>>>>
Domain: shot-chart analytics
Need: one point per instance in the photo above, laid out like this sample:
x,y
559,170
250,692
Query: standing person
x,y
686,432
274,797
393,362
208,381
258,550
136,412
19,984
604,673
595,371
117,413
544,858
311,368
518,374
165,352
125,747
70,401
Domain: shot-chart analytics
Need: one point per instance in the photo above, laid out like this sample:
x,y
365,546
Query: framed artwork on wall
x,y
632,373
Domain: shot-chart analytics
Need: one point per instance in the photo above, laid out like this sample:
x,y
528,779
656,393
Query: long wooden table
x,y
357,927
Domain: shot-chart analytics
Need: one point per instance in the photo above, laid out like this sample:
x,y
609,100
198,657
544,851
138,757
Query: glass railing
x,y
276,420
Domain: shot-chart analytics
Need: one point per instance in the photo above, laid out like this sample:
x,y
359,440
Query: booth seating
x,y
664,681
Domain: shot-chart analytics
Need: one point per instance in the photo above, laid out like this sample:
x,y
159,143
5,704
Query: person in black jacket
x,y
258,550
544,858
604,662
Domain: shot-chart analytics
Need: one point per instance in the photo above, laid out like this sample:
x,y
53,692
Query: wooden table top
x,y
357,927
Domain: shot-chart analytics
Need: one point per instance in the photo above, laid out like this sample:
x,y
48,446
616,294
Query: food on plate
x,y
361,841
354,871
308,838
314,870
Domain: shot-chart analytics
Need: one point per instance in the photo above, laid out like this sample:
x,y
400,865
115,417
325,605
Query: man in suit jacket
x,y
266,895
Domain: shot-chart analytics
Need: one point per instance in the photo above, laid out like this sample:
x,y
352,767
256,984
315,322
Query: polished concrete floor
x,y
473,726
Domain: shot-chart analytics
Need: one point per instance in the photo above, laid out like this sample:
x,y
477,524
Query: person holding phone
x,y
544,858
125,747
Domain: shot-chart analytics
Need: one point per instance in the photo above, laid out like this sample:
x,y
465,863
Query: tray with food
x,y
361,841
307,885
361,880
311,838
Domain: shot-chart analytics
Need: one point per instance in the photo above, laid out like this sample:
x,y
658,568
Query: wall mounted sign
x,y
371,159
<<<<
▸ **REQUIRED WORK**: I'd like the entries above reproduced in full, exactly as they stand.

▸ **RESPONSE FOR THIS EXERCISE**:
Domain: shot-chart analytics
Need: one point per instance in the photo above, laid out like this sample:
x,y
559,170
250,692
Query: standing person
x,y
686,432
274,797
393,362
208,381
258,550
136,412
19,984
604,673
595,371
117,413
544,858
311,368
518,374
165,352
125,747
70,401
Domain: shot-chart analytics
Need: one point per instance in the photo above, laid out like this sample:
x,y
365,546
Query: framed artwork on wall
x,y
632,373
Domain: shot-chart analytics
Need: one point per instance in the photo above, laid out like this sample:
x,y
528,779
656,393
Query: long wooden table
x,y
357,927
Domain: shot-chart analytics
Need: one point per instance in the photo above, laid out like this sample:
x,y
609,100
198,657
544,851
138,757
Query: glass railing
x,y
276,420
Domain: shot-chart analytics
Need: one point per instance in the photo above, laid out like this sample:
x,y
359,440
Query: booth seating
x,y
664,681
Domain: shot-chart analytics
Need: one point per instance in the photo above, laid out like this sample:
x,y
159,143
5,704
Query: person in black jacket
x,y
258,550
544,858
604,662
Domain: shot-chart analytics
Need: one point per instance in the photo above, laid out like this sample:
x,y
53,692
Query: wooden table top
x,y
357,927
Domain: shot-chart analytics
Need: one point per instance in the photo above, laid out like this sample:
x,y
48,446
616,294
Query: food on plate
x,y
361,841
354,871
308,838
314,870
Domain: shot-chart analytics
Need: one point per instance in the photo above, laid out like this sample:
x,y
400,865
115,417
325,605
Query: man in suit jacket
x,y
266,895
Domain: shot-chart analytics
Need: one point per instance in the photo above, laid out like this sample:
x,y
352,767
256,984
315,322
Query: polished concrete floor
x,y
473,726
Domain: shot-chart analytics
Need: one point per instance in the photo above, laid out like this sample:
x,y
477,524
Query: person holding phone
x,y
544,858
125,747
Domain: shot-chart analytics
Need: one point per instance in the photo above, laid out like this sample:
x,y
465,863
Query: tray with food
x,y
361,841
307,885
361,880
311,838
Domain: shot-chart analytics
Need: one point per instance in the photo above, laid out like this sample:
x,y
658,568
Query: wall mounted sign
x,y
371,159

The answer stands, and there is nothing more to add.